• **Input records**
.....

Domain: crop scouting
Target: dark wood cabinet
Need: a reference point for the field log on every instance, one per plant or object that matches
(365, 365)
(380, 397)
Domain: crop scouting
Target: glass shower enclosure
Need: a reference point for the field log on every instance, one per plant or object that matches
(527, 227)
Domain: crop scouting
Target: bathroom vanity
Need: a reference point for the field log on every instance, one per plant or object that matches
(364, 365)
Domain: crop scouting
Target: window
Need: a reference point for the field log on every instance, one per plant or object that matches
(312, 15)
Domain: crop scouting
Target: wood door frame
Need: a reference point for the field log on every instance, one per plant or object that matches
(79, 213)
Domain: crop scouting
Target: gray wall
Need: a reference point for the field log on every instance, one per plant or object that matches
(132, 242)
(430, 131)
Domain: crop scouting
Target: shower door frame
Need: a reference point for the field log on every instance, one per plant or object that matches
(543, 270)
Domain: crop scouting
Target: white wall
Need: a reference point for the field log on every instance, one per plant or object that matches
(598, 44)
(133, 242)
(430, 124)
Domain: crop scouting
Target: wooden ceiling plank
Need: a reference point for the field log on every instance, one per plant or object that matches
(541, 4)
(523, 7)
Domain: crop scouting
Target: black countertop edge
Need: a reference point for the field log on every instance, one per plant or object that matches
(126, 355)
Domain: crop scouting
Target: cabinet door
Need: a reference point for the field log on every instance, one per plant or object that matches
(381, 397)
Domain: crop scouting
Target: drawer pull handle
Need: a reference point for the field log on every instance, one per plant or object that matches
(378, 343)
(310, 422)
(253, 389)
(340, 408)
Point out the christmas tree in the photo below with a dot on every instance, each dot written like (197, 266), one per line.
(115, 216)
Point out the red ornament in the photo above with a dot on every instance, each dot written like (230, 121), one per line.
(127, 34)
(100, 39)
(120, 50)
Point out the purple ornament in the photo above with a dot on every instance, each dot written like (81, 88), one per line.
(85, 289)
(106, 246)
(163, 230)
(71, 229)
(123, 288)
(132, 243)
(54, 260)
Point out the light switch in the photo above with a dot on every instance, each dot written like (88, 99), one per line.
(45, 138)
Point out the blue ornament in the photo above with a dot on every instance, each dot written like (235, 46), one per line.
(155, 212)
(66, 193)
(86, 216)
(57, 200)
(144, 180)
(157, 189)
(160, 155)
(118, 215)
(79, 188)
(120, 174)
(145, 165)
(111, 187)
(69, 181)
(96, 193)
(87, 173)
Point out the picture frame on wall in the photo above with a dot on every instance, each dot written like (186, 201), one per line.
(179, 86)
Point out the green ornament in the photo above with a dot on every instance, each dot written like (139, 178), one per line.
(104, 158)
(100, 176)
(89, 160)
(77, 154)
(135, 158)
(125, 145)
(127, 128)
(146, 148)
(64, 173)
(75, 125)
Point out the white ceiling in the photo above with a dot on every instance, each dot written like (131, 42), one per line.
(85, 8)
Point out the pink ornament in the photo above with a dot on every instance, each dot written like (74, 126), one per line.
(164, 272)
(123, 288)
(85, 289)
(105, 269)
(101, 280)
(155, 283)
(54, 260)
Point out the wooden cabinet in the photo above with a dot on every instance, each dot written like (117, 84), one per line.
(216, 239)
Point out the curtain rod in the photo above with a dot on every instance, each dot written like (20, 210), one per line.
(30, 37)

.....

Check each line above for the word "shower", and give only the number of lines that contain it.

• **Task response**
2